=== STATED EXERCISE ===
Go through the records underneath and write each one out again exactly.

Location identification entries:
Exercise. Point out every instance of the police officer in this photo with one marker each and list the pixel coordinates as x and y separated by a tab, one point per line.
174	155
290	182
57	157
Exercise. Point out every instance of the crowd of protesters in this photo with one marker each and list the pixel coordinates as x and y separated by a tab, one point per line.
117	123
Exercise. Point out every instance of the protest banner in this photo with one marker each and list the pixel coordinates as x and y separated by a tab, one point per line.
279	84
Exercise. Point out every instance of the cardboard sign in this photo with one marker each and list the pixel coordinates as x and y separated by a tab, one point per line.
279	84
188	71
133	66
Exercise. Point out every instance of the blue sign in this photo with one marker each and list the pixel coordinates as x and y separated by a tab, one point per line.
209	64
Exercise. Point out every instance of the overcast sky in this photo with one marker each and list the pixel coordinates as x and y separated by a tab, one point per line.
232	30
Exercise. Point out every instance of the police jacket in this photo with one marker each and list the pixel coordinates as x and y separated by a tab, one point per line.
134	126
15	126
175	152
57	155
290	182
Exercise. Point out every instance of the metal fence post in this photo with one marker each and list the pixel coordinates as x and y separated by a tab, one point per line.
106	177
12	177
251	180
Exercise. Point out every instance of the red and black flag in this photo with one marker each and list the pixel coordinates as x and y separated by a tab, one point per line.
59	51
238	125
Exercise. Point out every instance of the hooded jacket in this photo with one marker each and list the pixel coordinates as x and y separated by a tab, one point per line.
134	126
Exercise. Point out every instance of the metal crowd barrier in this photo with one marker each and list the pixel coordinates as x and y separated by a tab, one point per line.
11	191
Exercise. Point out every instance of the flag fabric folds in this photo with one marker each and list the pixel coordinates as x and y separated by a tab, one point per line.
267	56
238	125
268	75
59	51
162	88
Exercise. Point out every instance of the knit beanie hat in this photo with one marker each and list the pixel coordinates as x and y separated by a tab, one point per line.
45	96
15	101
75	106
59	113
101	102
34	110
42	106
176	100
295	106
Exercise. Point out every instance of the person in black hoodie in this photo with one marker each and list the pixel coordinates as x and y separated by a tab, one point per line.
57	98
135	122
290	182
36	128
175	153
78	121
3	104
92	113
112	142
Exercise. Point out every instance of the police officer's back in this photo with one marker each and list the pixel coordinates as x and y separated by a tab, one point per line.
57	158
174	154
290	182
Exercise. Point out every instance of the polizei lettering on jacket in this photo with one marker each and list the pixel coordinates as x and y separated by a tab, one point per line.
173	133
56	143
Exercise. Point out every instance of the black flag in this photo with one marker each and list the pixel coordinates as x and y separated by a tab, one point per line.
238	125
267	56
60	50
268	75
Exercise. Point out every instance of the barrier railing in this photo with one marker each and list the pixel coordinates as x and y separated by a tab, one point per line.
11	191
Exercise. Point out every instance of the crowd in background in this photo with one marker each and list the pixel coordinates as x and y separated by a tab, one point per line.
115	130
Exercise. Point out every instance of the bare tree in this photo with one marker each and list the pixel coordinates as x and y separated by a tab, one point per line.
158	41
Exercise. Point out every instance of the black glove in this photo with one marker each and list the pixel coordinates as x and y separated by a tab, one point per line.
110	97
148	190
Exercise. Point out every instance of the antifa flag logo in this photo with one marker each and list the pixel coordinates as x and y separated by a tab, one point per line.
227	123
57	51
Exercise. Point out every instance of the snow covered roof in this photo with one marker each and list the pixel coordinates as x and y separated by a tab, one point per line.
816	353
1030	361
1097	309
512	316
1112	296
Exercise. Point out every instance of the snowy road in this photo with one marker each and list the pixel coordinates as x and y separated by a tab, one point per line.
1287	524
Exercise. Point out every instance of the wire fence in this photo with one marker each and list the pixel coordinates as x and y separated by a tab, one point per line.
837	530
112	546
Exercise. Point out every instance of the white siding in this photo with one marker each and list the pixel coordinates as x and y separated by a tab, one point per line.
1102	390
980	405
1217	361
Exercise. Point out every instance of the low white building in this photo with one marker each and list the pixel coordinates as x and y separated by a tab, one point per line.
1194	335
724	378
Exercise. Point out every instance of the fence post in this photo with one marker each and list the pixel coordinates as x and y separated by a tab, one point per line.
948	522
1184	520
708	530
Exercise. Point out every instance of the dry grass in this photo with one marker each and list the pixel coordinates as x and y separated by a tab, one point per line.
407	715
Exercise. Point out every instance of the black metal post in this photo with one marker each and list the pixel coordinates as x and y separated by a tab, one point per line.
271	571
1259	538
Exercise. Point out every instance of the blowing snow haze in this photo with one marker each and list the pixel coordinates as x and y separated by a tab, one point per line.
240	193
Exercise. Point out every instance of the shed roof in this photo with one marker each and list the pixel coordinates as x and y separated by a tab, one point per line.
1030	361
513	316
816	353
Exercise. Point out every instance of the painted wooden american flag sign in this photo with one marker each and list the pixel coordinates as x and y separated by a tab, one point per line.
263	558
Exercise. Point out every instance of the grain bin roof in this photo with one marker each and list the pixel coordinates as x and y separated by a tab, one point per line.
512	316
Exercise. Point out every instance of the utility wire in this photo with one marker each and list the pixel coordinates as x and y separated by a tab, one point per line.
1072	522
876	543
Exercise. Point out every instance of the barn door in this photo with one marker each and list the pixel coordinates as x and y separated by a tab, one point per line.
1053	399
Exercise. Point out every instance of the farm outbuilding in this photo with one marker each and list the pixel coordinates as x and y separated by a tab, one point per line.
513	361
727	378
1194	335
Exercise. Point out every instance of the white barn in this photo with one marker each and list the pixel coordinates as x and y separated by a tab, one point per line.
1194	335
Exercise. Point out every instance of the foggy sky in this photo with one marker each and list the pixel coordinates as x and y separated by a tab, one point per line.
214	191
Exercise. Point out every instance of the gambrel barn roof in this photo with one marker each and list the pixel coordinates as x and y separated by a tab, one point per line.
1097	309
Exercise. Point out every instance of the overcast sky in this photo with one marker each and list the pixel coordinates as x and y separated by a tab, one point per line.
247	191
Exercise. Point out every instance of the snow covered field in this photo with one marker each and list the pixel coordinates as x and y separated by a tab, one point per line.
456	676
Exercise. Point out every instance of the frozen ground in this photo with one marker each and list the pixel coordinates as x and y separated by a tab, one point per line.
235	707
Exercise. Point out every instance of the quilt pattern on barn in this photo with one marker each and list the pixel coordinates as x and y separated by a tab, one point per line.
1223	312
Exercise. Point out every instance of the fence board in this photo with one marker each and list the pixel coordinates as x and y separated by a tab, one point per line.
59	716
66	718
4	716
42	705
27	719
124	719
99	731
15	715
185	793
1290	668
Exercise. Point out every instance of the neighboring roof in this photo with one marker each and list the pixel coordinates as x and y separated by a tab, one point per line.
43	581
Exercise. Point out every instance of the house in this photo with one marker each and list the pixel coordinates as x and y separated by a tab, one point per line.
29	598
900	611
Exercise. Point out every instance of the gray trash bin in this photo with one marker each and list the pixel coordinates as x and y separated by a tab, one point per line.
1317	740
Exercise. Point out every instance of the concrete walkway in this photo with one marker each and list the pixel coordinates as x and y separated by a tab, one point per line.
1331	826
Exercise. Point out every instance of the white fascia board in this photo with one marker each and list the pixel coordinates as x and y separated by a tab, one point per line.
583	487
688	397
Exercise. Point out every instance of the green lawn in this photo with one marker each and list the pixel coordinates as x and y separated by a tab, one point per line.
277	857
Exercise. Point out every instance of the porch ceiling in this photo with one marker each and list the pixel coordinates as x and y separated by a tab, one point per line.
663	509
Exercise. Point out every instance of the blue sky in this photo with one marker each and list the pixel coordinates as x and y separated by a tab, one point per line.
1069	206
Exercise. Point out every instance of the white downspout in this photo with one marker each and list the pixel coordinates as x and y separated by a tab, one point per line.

=== EXPECTED ANSWER ===
Exercise. Point out every instance of the police officer in this photo with one marker each and list the pixel coordinates as x and y separated by a tab, one point per line.
174	155
290	182
57	157
Exercise. Point out every instance of the crowd of protesters in this photo with one marker each and list the pixel coordinates as x and y separated by a tab, one point per line.
117	123
Exercise. Point out every instance of the protest banner in this photo with one marker each and list the pixel coordinates as x and y separated by a tab, one point per line.
279	84
Exercise. Point out every instance of the cardboard sign in this photo with one marker each and list the pixel coordinates as x and y separated by a tab, one point per line.
279	84
188	71
133	66
Exercise. Point out every instance of the blue sign in this photo with one marker each and list the pixel coordinates as x and y separated by a tab, one point per line.
209	64
Exercise. Point out every instance of the overcast sky in this photo with one marker each and list the pixel coordinates as x and y separated by a tab, one point per line.
232	30
Exercise. Point out every instance of the police jacket in this photo with one marker each and list the pixel coordinates as x and y separated by a tab, one point per line.
134	126
15	126
175	152
57	155
290	182
Exercise. Point out every instance of the metal fence post in this photo with one marker each and list the pixel coordinates as x and y separated by a tab, one point per line.
106	177
12	177
251	180
Exercise. Point out every instance of the red and black flag in this photo with one marker each and list the pixel coordinates as x and y separated by a tab, one point per line.
59	51
238	125
Exercise. Point out every instance of the hooded jacket in this photo with one marker each and list the pixel coordinates as x and y separated by a tab, one point per line.
134	126
Exercise. Point out every instance of the metal crowd barrier in this photo with one marker each and list the pixel coordinates as x and y separated by a tab, one point per line.
11	191
Exercise. Point out every instance of the flag fabric folds in this photo with one marker each and list the pixel coordinates as x and y separated by a tab, one point per line.
267	56
238	125
268	75
59	51
162	88
Exercise. Point out every instance of the knit beanie hat in this photo with one marker each and list the pixel coordinates as x and y separated by a tab, one point per line.
45	96
15	101
75	106
59	113
101	102
34	110
42	106
176	100
295	106
Exercise. Point out every instance of the person in black hoodie in this photo with one marker each and list the pixel coordinates as x and y separated by a tab, one point per line.
57	98
135	122
290	182
36	128
175	153
78	121
3	104
92	113
112	142
Exercise. Point out every instance of the police officer's back in this photo with one marker each and list the pixel coordinates as x and y separated by a tab, one point per line.
57	158
174	154
290	182
Exercise. Point out every instance of the polizei lettering on jacket in this photo with one marker each and list the pixel coordinates as x and y separated by a tab, one point per line.
173	133
56	143
Exercise. Point out every instance of the black flag in this photo with one marker each and list the pixel coordinates as x and y separated by a tab, one point per line.
238	125
267	56
60	50
268	75
Exercise. Point out every instance of the barrier railing in this photo with one marker each and list the pixel coordinates as x and y separated by a tab, one point per line.
11	191
Exercise. Point out every instance of the crowd in background in this photo with one marker each and list the pixel coordinates as x and y separated by a tab, one point per line.
115	130
Exercise. Point out every instance of the bare tree in this photo with one marker each and list the pixel coordinates as x and y separated by a tab, one point per line.
158	41
Exercise. Point out every instance of the black glove in this photo with one marker each and list the pixel coordinates as x and y separated by a tab, one point per line.
110	97
148	190
Exercise. Point out every instance of the antifa flag logo in this photo with one marker each and list the pixel coordinates as x and y separated by a tab, one point per line.
227	123
57	51
Exercise. Point out every instance of the snow covered roof in this photo with one marker each and list the pixel coordinates as x and y separated by a tab, one point per line.
816	353
1030	361
1097	309
512	316
1112	296
Exercise. Point out every instance of the snowy road in this photo with one marker each and list the pixel coordinates as x and y separated by a tab, one point per line.
1287	524
Exercise. Point out every instance of the wire fence in this photo with one marker each and list the pixel coordinates as x and y separated by a tab, one point per line.
837	530
112	546
Exercise. Point out every instance of the white siding in this photo with one marker each and list the pixel coordinates as x and y separated by a tab, one point per line.
1102	390
980	405
1217	361
Exercise. Point out every instance of the low white building in this photo with one marker each and list the pixel coordinates as x and y separated by a tab, one point per line.
1194	335
724	378
Exercise. Point out every instance of the fence post in this photo with one marker each and list the pixel coordinates as x and y separated by a tab, one point per line.
948	522
1184	520
708	530
Exercise. Point out every instance of the dry grass in this photo with one marker each and list the pixel coordinates as x and y separated by a tab, one point per line.
407	715
Exercise. Point out every instance of the black metal post in this photo with one marker each and list the pixel coordinates as x and y separated by a tab, one point per line.
271	571
1259	538
Exercise. Point out every instance of the blowing snow haze in this photo with one marker each and list the pixel coordinates as x and y separated by a tab, one point per line.
240	193
Exercise. Point out every instance of the shed roof in this photo with one marker each and list the pixel coordinates as x and y separated by a tab, one point per line.
1030	361
513	316
816	353
Exercise. Point out every instance of the painted wooden american flag sign in this photo with one marker each and list the pixel coordinates as x and y separated by a tab, one point per line.
263	558
Exercise. Point out every instance of the grain bin roof in this photo with one marker each and list the pixel coordinates as x and y separated by a tab, one point per line.
512	316
Exercise. Point out every instance of the utility wire in this photo with one marker each and list the pixel coordinates as x and y separated by a tab, one point per line.
1072	522
876	543
Exercise. Point out every instance of the barn door in this photo with one marker each and list the pixel coordinates as x and y separated by a tab, one point per line.
1053	399
Exercise. Point out every instance of the farm outbuilding in this photo with one marker each and list the pixel coordinates as x and y separated by a tab, one point per line.
513	361
727	378
1194	335
Exercise. Point out every instance of the white barn in this photo with one marker each and list the pixel coordinates as x and y separated by a tab, one point per line.
1194	335
Exercise. Point out every instance of the foggy sky in this photo with one marker each and list the pixel coordinates as x and y separated by a tab, one point per line.
214	191
Exercise. Point out every instance of the gambrel barn roof in this photo with one marker each and list the pixel coordinates as x and y separated by a tab, one point per line.
1097	309
Exercise. Point out every instance of the overcast sky in this photo with one marker each and list the pixel coordinates as x and y separated by a tab, one point per line.
247	191
Exercise. Point out every instance of the snow covered field in this photo with one marker each and list the pixel coordinates as x and y separated by a tab, one point per line.
456	676
Exercise. Point out every instance of the frozen ground in this photo with one marker each and list the pixel coordinates as x and y separated by a tab, one point per line.
235	707
Exercise. Point out every instance of the quilt pattern on barn in this photo with one marker each and list the pixel coordinates as x and y separated by a tab, one point per line.
1223	312
Exercise. Point out every instance of the fence board in this photo with one marker each and list the pixel coordinates as x and y separated by a tab, one point per line.
59	716
66	718
4	716
42	705
27	719
124	719
99	731
15	715
185	793
1290	668
Exercise. Point out every instance of the neighboring roof in this photo with one marker each and list the pixel coordinates as x and y separated by a tab, one point per line.
43	581
Exercise. Point out every instance of the house in this photo with one marker each and list the pixel coordinates as x and y separated by a tab, one point per line.
29	598
900	611
Exercise. Point out every instance of the gray trash bin in this photo with one marker each and list the pixel coordinates as x and y separated by a tab, one point per line.
1317	740
Exercise. Point out every instance of the concrete walkway in this photo with one marker each and list the pixel coordinates as x and y separated by a tab, one point per line.
1331	826
Exercise. Point out every instance of the white fascia board in this photo with one marker each and list the pixel coordinates as x and y separated by a tab, one point per line.
583	487
688	397
Exercise. Point out every instance of the green lawn in this photo with one marker each and list the pixel coordinates as x and y separated by a tab, one point per line.
277	857
Exercise. Point out every instance of the porch ceiling in this photo with one marker each and list the pixel coordinates as x and y separated by a tab, one point per line.
663	509
Exercise. Point out every instance of the blue sky in this photo with one marker each and list the pixel coordinates as x and y separated by a tab, one point per line.
1069	206
Exercise. Point out every instance of the white downspout in this photo with one marker each and list the pixel coordinates as x and y separated by a tab, one point per line.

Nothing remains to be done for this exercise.